• **TASK REQUIREMENTS**:
Write out each line of the entries below that holds the word "reading".

Point localization data
================================
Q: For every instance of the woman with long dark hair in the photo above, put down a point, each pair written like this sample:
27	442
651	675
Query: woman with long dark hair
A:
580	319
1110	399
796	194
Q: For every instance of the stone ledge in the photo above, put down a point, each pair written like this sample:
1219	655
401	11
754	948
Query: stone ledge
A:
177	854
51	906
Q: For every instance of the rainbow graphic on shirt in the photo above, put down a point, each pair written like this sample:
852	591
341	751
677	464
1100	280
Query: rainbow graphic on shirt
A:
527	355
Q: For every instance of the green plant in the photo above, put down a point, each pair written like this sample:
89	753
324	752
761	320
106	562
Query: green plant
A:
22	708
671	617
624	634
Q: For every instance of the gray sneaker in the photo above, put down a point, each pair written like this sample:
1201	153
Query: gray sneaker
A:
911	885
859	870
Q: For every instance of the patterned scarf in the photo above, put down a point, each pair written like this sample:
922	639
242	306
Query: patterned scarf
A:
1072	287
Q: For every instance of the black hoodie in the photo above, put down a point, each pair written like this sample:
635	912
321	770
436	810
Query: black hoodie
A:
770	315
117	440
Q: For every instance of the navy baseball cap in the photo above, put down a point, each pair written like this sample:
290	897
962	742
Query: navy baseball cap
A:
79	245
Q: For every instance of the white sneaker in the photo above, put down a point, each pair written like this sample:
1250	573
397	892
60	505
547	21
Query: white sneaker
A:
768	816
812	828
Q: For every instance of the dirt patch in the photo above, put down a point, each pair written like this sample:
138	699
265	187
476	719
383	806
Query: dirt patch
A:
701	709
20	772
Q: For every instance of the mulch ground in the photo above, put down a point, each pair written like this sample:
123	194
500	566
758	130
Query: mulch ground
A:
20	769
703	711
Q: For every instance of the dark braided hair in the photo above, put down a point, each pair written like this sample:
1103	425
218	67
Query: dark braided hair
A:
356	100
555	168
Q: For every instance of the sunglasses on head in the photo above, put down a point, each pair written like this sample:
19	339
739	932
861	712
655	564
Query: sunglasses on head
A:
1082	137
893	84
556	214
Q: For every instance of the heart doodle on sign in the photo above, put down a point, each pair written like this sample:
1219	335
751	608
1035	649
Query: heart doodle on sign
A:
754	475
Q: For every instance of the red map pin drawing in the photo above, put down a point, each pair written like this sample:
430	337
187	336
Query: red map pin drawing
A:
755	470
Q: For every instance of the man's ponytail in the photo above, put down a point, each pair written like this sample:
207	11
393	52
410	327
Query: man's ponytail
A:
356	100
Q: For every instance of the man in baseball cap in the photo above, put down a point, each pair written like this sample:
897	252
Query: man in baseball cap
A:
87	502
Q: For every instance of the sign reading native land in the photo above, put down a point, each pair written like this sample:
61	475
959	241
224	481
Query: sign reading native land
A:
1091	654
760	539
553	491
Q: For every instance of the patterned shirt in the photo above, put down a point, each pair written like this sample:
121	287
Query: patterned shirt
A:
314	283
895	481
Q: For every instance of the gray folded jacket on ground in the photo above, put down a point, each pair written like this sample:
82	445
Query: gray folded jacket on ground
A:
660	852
================================
• **ANSWER TO THIS EXERCISE**:
Q: For every instance of the sign reading native land in the photo above, put down a point, each pair written like this sample:
Query: sign reading native land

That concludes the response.